QUOTED PASSAGE:
::::
This PySpark code snippet performs operations on a DataFrame named `input_df` to identify user login patterns, specifically targeting users who logged in consecutively for two days starting from their first login. The operations include adding new columns and filtering the data based on specific conditions.

### Detailed Steps

1. **Window Specification**:
   - `Window.partitionBy("user_id")`: This part of the code defines a window specification that partitions data by `user_id`. This means operations that follow (like calculating the minimum login date) are performed within each user's data.

2. **Add `first_login` Column**:
   - `.withColumn("first_login", f.min("login_date").over(Window.partitionBy("user_id")))`: This line adds a new column called `first_login` to the DataFrame. For each user, it calculates the minimum (or first) login date. This calculation is done within the defined window (by user).

3. **Add `lead_data` Column**:
   - `.withColumn("lead_data", f.lead("login_date").over(Window.partitionBy("user_id").orderBy("login_date")))`: This line adds another column named `lead_data`. It uses the `lead` function to get the login date of the next row within each user's group of data. The data is ordered by `login_date` within each user partition to ensure the correct sequence.
::::
(Region annotation entries)
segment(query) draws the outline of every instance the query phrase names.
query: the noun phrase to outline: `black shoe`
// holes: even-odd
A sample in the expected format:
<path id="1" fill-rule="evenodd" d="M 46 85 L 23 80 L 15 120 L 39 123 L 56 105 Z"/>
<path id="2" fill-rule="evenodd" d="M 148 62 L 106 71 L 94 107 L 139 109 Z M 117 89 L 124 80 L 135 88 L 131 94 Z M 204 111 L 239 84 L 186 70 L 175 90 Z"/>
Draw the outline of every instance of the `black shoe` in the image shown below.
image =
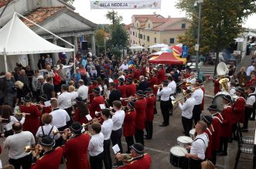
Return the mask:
::::
AIM OF THE TASK:
Carry on the explanation of the PySpark login-pattern code from the point where it stops.

FINAL RESULT:
4. **Filter Data**:
   - `.filter(f.datediff("lead_data","first_login") == 1)`: This filtering step narrows down the DataFrame to rows where the difference between `lead_data` (the following day's login date) and `first_login` is exactly one day. This identifies users who logged in consecutively for at least two days starting from their first login.

5. **Order and Display Data**:
   - `.orderBy("user_id", "login_date")`: Orders the resulting DataFrame by `user_id` and `login_date` to organize the data.
   - `.show()`: Displays the DataFrame in a tabular format.

### Conclusion

The resulting DataFrame, `requiredDf`, will show the `user_id`, `login_date`, `first_login`, and `lead_data` for each user who logged in consecutively for the first two days after their first recorded login. This can be useful for analyzing user engagement patterns over time.